Data entries
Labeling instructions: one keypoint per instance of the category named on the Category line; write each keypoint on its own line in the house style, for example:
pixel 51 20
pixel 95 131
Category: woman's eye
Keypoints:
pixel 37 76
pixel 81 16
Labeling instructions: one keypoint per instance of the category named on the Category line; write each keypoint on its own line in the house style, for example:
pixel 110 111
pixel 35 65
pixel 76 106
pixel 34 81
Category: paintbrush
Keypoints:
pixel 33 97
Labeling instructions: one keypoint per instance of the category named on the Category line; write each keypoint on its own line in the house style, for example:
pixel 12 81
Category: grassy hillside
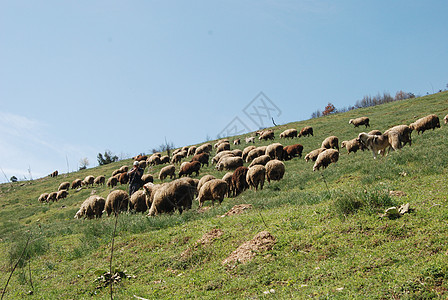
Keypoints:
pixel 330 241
* * *
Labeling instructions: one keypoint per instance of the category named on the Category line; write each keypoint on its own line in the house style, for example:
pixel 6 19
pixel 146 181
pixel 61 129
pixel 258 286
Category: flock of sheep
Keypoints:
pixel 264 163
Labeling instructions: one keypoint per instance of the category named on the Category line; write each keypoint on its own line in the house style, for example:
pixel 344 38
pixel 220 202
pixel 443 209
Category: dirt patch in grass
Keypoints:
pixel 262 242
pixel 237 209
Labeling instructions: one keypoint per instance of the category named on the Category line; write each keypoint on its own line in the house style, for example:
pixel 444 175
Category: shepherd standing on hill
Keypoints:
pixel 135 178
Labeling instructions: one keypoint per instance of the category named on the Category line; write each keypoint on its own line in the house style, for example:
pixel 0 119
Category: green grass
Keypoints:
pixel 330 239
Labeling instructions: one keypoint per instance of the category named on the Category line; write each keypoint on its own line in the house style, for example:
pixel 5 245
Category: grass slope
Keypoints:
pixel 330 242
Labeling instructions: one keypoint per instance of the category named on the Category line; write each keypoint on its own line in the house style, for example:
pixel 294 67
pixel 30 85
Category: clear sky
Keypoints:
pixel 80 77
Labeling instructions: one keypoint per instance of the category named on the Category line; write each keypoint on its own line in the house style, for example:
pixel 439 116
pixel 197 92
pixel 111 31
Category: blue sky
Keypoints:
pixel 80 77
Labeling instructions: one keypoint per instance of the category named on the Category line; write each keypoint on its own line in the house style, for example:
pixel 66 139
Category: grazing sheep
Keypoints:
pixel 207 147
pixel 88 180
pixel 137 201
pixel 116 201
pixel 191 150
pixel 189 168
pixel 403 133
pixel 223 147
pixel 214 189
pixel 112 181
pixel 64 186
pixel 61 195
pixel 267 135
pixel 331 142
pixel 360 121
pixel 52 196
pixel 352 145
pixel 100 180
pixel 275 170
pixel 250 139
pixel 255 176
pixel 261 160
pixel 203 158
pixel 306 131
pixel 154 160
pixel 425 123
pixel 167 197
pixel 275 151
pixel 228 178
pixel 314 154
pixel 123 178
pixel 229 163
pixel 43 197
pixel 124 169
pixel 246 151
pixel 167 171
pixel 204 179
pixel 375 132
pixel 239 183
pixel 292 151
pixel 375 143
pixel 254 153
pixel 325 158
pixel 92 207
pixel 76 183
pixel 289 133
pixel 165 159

# Your assignment
Search the records above for "sheep" and copy every line that has it.

# Output of the task
Category: flock of sheep
Category: grazing sheep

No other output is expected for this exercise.